### Supplied records ###
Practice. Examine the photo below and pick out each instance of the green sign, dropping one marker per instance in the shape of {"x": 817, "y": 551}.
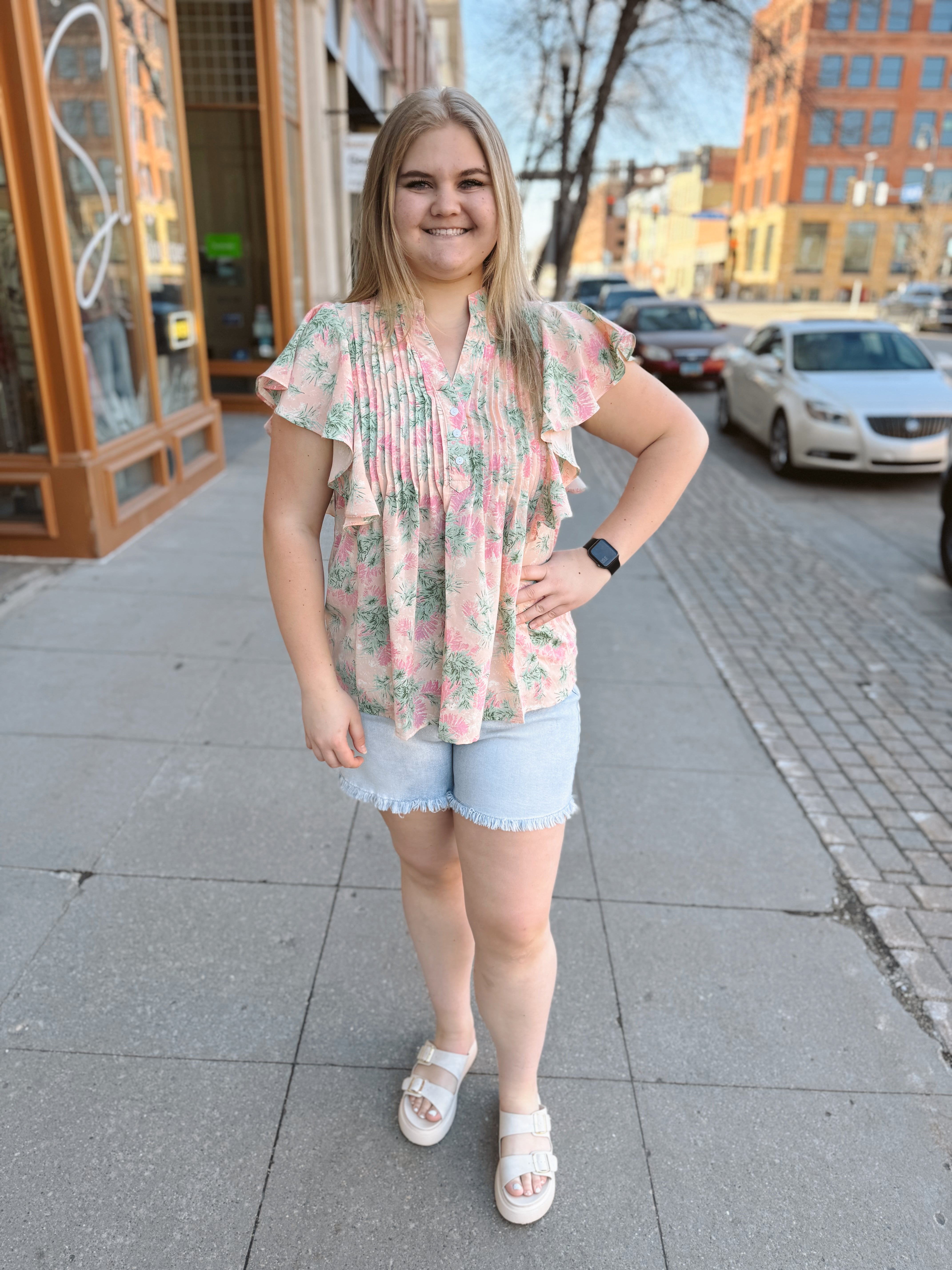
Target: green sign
{"x": 224, "y": 247}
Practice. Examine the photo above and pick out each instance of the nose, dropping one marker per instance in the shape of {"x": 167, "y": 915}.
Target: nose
{"x": 446, "y": 201}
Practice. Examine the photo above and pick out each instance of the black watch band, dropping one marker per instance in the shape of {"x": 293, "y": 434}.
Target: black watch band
{"x": 604, "y": 554}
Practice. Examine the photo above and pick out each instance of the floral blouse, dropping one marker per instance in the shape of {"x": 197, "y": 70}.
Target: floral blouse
{"x": 442, "y": 492}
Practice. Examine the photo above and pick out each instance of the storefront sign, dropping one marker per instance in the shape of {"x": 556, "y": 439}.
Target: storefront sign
{"x": 357, "y": 152}
{"x": 224, "y": 247}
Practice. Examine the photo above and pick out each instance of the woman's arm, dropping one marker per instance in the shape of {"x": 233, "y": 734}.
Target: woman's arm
{"x": 295, "y": 505}
{"x": 642, "y": 416}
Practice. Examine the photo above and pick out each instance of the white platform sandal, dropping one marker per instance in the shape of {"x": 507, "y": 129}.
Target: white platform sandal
{"x": 427, "y": 1133}
{"x": 524, "y": 1210}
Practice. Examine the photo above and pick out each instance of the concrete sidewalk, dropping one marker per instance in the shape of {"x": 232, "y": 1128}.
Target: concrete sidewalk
{"x": 210, "y": 997}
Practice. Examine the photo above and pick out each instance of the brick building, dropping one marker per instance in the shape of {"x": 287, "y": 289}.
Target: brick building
{"x": 840, "y": 92}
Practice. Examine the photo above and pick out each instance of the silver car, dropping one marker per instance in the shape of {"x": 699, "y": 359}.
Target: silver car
{"x": 845, "y": 396}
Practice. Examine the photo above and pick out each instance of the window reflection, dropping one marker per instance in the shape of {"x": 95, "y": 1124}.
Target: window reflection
{"x": 84, "y": 111}
{"x": 21, "y": 411}
{"x": 144, "y": 45}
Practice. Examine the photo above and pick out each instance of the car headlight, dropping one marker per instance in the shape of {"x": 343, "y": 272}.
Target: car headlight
{"x": 826, "y": 413}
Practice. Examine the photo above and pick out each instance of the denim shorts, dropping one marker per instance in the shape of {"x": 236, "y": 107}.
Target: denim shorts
{"x": 517, "y": 776}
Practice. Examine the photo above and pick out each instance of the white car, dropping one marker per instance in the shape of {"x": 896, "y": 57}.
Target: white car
{"x": 851, "y": 396}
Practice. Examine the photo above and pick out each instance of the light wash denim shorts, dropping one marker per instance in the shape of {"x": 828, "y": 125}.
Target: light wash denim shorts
{"x": 517, "y": 776}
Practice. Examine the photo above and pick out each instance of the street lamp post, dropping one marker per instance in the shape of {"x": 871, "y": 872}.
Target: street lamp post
{"x": 565, "y": 65}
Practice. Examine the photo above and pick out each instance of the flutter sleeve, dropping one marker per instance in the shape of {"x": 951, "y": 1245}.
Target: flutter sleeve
{"x": 583, "y": 356}
{"x": 312, "y": 384}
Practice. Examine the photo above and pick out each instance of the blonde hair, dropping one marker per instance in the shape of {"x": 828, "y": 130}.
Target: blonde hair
{"x": 383, "y": 272}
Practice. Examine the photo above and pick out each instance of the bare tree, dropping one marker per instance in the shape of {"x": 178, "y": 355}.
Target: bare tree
{"x": 591, "y": 59}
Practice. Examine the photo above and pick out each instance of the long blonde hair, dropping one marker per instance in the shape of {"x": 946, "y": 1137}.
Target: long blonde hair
{"x": 383, "y": 271}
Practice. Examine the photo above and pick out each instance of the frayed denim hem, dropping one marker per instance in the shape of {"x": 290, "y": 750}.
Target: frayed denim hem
{"x": 513, "y": 826}
{"x": 399, "y": 807}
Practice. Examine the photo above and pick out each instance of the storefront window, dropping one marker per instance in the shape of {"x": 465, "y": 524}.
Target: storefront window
{"x": 21, "y": 410}
{"x": 79, "y": 69}
{"x": 220, "y": 79}
{"x": 160, "y": 213}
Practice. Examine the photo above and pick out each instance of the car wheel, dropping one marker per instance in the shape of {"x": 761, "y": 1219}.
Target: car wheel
{"x": 780, "y": 446}
{"x": 946, "y": 547}
{"x": 725, "y": 423}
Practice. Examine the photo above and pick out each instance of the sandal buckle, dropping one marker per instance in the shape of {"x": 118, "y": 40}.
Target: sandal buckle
{"x": 541, "y": 1123}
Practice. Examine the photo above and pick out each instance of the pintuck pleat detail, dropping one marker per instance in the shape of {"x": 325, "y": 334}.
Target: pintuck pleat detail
{"x": 513, "y": 825}
{"x": 436, "y": 512}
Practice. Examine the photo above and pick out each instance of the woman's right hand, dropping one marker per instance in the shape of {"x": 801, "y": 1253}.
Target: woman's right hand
{"x": 329, "y": 717}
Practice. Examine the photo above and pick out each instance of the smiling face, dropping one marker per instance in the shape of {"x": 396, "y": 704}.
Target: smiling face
{"x": 445, "y": 210}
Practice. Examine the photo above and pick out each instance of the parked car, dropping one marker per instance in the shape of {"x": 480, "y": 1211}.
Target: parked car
{"x": 677, "y": 340}
{"x": 614, "y": 298}
{"x": 922, "y": 307}
{"x": 851, "y": 396}
{"x": 587, "y": 291}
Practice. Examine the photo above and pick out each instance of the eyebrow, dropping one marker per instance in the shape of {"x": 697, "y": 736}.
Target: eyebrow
{"x": 468, "y": 172}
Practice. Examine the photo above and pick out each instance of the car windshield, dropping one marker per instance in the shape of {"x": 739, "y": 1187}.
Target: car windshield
{"x": 674, "y": 318}
{"x": 857, "y": 351}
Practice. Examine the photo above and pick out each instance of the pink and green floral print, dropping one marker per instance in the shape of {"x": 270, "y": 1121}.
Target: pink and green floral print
{"x": 442, "y": 492}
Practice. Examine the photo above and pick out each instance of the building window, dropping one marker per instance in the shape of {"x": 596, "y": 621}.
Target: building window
{"x": 831, "y": 70}
{"x": 904, "y": 249}
{"x": 890, "y": 73}
{"x": 923, "y": 126}
{"x": 751, "y": 249}
{"x": 815, "y": 186}
{"x": 857, "y": 252}
{"x": 812, "y": 248}
{"x": 881, "y": 128}
{"x": 913, "y": 183}
{"x": 852, "y": 128}
{"x": 842, "y": 177}
{"x": 934, "y": 73}
{"x": 822, "y": 128}
{"x": 860, "y": 72}
{"x": 838, "y": 14}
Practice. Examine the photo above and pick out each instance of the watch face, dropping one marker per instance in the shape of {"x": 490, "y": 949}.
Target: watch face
{"x": 602, "y": 553}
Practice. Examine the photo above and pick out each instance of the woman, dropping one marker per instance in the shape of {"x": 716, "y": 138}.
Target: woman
{"x": 437, "y": 407}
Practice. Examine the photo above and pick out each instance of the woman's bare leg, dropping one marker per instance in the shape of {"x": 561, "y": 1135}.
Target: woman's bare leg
{"x": 432, "y": 888}
{"x": 508, "y": 881}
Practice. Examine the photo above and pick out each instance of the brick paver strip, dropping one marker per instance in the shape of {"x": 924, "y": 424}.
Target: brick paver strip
{"x": 848, "y": 691}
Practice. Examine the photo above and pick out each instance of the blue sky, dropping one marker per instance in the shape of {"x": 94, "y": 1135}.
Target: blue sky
{"x": 706, "y": 102}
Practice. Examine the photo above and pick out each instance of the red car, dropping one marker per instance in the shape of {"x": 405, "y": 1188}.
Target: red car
{"x": 677, "y": 341}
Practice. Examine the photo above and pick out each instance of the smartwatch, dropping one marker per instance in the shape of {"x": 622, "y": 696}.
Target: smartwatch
{"x": 604, "y": 554}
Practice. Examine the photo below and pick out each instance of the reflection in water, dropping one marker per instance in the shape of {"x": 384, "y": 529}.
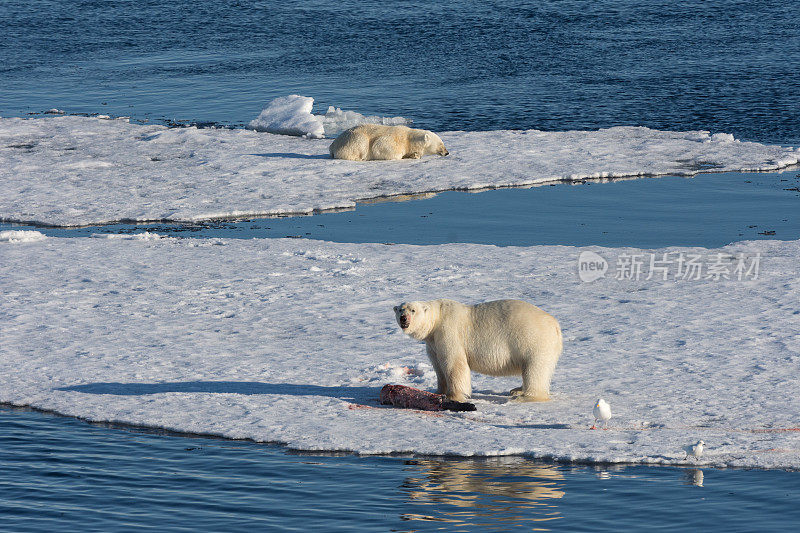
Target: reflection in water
{"x": 502, "y": 489}
{"x": 694, "y": 477}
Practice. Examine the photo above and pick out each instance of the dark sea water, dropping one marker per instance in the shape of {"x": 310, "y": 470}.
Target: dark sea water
{"x": 727, "y": 66}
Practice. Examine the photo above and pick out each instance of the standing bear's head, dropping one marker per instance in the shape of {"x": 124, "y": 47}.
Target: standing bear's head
{"x": 416, "y": 319}
{"x": 426, "y": 142}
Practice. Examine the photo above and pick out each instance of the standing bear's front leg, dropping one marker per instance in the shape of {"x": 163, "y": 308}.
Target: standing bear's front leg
{"x": 441, "y": 382}
{"x": 454, "y": 369}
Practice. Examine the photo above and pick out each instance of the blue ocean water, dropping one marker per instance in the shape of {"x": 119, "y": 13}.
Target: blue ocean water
{"x": 61, "y": 474}
{"x": 724, "y": 66}
{"x": 708, "y": 210}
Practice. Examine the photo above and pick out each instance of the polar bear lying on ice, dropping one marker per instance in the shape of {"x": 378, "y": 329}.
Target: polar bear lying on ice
{"x": 375, "y": 141}
{"x": 500, "y": 338}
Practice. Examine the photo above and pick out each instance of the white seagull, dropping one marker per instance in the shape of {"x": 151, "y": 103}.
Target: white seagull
{"x": 601, "y": 411}
{"x": 695, "y": 450}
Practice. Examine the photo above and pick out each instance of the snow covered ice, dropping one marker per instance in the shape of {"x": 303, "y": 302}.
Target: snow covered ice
{"x": 112, "y": 170}
{"x": 290, "y": 341}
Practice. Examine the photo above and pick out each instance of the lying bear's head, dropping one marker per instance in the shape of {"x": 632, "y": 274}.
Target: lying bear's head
{"x": 427, "y": 143}
{"x": 414, "y": 318}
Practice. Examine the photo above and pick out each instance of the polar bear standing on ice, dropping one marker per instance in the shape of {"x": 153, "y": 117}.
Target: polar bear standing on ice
{"x": 500, "y": 338}
{"x": 374, "y": 141}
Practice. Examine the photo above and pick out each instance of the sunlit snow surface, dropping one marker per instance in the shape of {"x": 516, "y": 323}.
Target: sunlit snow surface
{"x": 70, "y": 170}
{"x": 290, "y": 341}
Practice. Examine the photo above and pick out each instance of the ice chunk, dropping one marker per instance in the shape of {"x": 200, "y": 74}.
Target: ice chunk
{"x": 289, "y": 115}
{"x": 280, "y": 340}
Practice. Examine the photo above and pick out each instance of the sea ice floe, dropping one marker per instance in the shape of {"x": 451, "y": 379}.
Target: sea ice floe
{"x": 278, "y": 340}
{"x": 112, "y": 170}
{"x": 16, "y": 236}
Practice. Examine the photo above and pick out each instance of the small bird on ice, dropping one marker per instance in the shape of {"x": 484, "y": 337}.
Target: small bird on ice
{"x": 695, "y": 450}
{"x": 601, "y": 411}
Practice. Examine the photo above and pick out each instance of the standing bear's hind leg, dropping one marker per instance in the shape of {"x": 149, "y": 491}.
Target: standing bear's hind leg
{"x": 535, "y": 382}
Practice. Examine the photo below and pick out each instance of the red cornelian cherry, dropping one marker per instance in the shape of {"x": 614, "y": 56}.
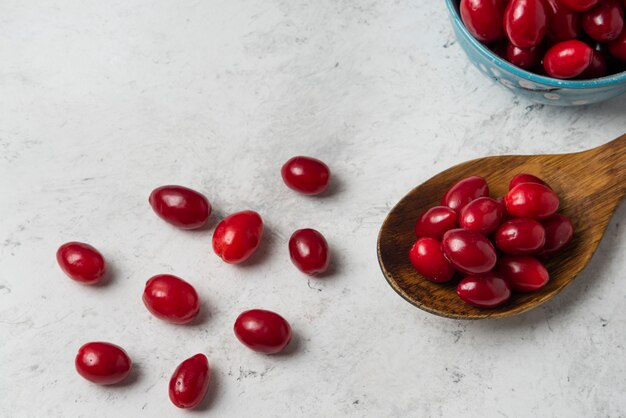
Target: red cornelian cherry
{"x": 81, "y": 262}
{"x": 468, "y": 251}
{"x": 520, "y": 236}
{"x": 524, "y": 273}
{"x": 180, "y": 206}
{"x": 563, "y": 23}
{"x": 263, "y": 331}
{"x": 567, "y": 59}
{"x": 308, "y": 250}
{"x": 525, "y": 22}
{"x": 429, "y": 261}
{"x": 617, "y": 48}
{"x": 483, "y": 18}
{"x": 482, "y": 215}
{"x": 171, "y": 299}
{"x": 464, "y": 191}
{"x": 579, "y": 5}
{"x": 531, "y": 200}
{"x": 559, "y": 233}
{"x": 526, "y": 58}
{"x": 306, "y": 175}
{"x": 487, "y": 290}
{"x": 605, "y": 21}
{"x": 190, "y": 382}
{"x": 102, "y": 363}
{"x": 238, "y": 236}
{"x": 525, "y": 178}
{"x": 435, "y": 222}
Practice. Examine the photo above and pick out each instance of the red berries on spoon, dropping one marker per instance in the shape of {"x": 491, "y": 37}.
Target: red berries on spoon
{"x": 522, "y": 225}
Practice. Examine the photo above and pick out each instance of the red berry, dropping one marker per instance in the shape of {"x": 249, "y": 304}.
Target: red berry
###
■ **Problem statement**: Which of the lines above hold the string "berry"? Copy each one.

■ **Written solution**:
Practice. Examine the photo above and pick out each instance of the red berry, dropping one marker per instance in the shape of {"x": 249, "y": 304}.
Target: red berry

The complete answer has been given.